The third wave came in far larger numbers than those before it, and was able to grow large enough to create its own unique culture. Books, newspapers, radio, music and theatre were all produced in Yiddish for these new immigrants. Much of the original American Yiddish music from this time period was written for the Yiddish theatre. Before looking at music it is important to get an overview of Yiddish theatre and its connection to music.


Yiddish Theatre

Where musicians had worked in small communities playing regional repertoire, theatre companies had, since the birth of Yiddish theatre in the later half of the nineteenth century, traveled around Europe creating a more homogenous repertoire spanning many countries. The actors and writers of American Yiddish theatre as with many of their musical compatriots, were born in Europe and came to this country as children, young adults, and even late in careers. Where the narrative differs is that theatrical performers would travel back to Europe to perform, or in some cases, to improve their Yiddish. An example of traveling to Europe to to learn the language is best personified by the story of Molly Picon (1898-1992). Born in Philadelphia, she was a child actress in the Yiddish theatre, and later married writer and actor, Jacob Kalich.[2] Kalich, who was originally from Poland, took her back to the old country to improve her Yiddish, and it worked. Molly Picon became one of the great stars of Yiddish theatre and movies, only switching to her native tongue of English at the end of her career.

Many of the musicals in the Yiddish theatre were formulaic vehicles for performers that included, to just name a few, Boris Thomashevsky, Aaron Lebedeff, Herman Yablokoff, Seymour Rechtzeit, Menasha Skulnik, Michal Michalesko and Bella Meisel. Many of the shows were composed, arranged or orchestrated by one of the big four composers of Yiddish theatre: Joseph Rumshinsky (1881-1956), Alexander Olshanetsky (1892-1946), Abraham Ellstein (1907-1963), and Sholom Secunda (1894-1974). One thing that separates the Yiddish theatre composers from their uptown Jewish contemporaries working on Tin Pan Alley and Broadway is that the Yiddish composers kept a foot in the religious world, often as syngoguge choir conductors and composers. As a whole, they were also very well educated musicians. Secunda and Ellstein both studied at Juilliard; Secunda, when it was known as the Institute for Musical Arts.[3] Olshanetsky first, and then later Secunda, were the musical directors at the toniest of the Catskill resorts, the Concord Hotel, where their duties included conducting High Holiday services and summer concerts.

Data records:
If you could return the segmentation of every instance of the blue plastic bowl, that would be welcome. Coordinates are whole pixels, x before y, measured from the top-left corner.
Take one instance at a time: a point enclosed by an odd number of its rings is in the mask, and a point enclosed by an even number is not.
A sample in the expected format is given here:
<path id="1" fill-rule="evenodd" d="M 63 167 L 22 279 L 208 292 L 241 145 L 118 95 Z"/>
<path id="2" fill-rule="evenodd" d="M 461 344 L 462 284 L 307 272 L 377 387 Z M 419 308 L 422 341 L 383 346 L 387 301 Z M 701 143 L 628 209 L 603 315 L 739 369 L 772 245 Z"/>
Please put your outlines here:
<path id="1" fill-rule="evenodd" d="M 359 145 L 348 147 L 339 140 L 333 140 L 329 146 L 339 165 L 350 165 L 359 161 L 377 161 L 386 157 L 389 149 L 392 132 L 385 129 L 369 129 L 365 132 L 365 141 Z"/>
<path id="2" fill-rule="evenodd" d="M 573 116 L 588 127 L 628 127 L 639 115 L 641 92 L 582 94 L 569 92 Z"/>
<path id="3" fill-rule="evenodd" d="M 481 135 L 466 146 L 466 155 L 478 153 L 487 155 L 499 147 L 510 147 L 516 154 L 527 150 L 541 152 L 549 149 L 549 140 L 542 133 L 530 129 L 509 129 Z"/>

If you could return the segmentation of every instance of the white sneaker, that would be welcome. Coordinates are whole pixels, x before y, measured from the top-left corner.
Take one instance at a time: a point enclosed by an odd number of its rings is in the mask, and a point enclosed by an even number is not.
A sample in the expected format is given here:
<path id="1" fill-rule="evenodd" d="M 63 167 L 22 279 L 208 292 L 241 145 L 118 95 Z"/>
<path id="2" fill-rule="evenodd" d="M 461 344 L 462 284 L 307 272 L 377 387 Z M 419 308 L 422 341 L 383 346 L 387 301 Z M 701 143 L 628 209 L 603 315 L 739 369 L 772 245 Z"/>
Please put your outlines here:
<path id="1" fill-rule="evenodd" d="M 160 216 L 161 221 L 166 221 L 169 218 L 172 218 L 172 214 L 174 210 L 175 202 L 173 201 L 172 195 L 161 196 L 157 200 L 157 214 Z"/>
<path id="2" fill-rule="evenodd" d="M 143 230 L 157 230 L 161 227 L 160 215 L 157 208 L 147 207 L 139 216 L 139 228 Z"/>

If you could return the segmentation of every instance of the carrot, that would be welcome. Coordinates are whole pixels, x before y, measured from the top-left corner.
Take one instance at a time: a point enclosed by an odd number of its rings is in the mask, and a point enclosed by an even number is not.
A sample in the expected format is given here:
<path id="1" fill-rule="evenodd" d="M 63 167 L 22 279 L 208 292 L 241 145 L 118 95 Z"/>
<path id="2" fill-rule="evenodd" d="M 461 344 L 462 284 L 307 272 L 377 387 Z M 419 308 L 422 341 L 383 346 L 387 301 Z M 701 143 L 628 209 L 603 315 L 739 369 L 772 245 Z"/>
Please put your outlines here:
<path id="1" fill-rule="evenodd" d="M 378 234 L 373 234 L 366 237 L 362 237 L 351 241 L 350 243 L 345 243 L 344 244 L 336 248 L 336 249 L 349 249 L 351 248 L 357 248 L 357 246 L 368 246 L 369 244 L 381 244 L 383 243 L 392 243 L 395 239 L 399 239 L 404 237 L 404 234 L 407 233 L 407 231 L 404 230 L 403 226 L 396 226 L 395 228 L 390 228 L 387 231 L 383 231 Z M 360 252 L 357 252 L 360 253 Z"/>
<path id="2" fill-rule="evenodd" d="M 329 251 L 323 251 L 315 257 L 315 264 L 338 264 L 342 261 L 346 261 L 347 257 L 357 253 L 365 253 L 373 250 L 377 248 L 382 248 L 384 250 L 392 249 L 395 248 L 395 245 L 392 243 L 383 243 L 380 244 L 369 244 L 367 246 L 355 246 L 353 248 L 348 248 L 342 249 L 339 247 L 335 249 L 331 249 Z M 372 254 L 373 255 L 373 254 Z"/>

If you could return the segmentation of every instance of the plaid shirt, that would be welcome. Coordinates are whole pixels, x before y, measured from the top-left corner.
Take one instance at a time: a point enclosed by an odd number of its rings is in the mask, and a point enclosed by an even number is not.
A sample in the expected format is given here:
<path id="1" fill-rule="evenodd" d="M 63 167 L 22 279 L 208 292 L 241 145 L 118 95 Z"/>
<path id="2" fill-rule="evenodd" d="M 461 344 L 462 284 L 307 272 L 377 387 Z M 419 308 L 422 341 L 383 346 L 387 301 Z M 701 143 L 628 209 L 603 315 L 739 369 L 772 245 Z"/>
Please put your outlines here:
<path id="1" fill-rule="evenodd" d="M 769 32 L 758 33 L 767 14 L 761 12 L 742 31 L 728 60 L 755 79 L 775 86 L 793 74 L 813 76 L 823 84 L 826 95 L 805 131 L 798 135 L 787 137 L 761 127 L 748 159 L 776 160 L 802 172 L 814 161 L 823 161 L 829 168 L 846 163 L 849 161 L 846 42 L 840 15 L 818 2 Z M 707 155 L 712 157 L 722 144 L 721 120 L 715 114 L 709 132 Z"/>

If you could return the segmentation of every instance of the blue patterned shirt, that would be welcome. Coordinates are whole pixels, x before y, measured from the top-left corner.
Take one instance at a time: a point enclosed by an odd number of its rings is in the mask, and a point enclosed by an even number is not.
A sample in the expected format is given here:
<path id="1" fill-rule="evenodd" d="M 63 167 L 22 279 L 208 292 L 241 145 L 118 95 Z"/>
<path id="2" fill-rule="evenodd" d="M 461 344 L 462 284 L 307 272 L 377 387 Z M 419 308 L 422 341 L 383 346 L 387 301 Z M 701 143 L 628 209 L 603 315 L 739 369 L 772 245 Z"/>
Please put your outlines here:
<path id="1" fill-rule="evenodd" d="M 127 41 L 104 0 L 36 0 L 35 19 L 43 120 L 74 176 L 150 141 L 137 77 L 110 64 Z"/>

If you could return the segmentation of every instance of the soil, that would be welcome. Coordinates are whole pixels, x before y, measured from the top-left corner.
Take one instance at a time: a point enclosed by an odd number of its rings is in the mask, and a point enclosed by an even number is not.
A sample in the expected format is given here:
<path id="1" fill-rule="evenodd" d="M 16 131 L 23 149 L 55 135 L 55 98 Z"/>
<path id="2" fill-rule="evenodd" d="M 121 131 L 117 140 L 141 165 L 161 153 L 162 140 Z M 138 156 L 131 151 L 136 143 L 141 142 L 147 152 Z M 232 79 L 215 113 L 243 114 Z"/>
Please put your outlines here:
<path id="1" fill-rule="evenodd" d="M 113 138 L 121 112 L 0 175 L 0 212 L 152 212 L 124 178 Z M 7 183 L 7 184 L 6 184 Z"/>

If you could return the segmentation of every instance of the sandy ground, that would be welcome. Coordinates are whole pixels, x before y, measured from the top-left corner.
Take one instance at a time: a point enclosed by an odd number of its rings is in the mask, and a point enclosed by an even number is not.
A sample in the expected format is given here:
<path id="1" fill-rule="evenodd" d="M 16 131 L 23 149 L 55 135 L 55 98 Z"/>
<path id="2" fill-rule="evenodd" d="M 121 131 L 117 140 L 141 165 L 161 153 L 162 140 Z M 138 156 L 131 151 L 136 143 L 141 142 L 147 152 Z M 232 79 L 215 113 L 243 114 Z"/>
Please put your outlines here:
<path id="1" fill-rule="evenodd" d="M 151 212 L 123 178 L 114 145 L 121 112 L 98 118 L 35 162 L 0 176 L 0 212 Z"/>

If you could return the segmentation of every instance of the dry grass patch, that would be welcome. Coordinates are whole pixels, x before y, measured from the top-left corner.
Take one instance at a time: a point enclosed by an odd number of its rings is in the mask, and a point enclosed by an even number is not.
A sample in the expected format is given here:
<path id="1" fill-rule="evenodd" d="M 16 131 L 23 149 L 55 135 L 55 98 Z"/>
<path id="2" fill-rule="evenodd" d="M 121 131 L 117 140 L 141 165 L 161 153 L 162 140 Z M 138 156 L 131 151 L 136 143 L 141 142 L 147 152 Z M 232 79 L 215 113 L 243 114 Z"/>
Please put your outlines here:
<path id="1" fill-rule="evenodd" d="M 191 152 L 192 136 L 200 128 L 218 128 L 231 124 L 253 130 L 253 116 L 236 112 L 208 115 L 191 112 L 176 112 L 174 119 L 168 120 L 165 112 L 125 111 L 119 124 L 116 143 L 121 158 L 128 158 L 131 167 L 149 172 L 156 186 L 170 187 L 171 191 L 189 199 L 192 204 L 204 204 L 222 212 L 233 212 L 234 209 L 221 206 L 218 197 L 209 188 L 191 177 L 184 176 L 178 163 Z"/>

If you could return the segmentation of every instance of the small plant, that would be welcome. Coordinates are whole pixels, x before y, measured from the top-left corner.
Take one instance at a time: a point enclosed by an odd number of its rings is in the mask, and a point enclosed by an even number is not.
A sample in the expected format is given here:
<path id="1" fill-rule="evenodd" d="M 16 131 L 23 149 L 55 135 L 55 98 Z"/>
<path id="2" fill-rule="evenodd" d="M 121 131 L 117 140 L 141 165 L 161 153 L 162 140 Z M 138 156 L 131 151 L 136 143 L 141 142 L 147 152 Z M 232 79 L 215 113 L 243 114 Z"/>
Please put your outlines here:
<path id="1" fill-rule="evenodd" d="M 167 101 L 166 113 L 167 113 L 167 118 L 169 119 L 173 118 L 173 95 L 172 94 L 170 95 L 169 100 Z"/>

▸ **Exercises**
1. In the passage on Yiddish theatre, what city was Molly Picon born in?
2. Print the passage on Yiddish theatre word for word from "The third wave" to "connection to music.".
The records have no connection to the passage on Yiddish theatre.

▸ **The answers**
1. Philadelphia

2.
The third wave came in far larger numbers than those before it, and was able to grow large enough to create its own unique culture. Books, newspapers, radio, music and theatre were all produced in Yiddish for these new immigrants. Much of the original American Yiddish music from this time period was written for the Yiddish theatre. Before looking at music it is important to get an overview of Yiddish theatre and its connection to music.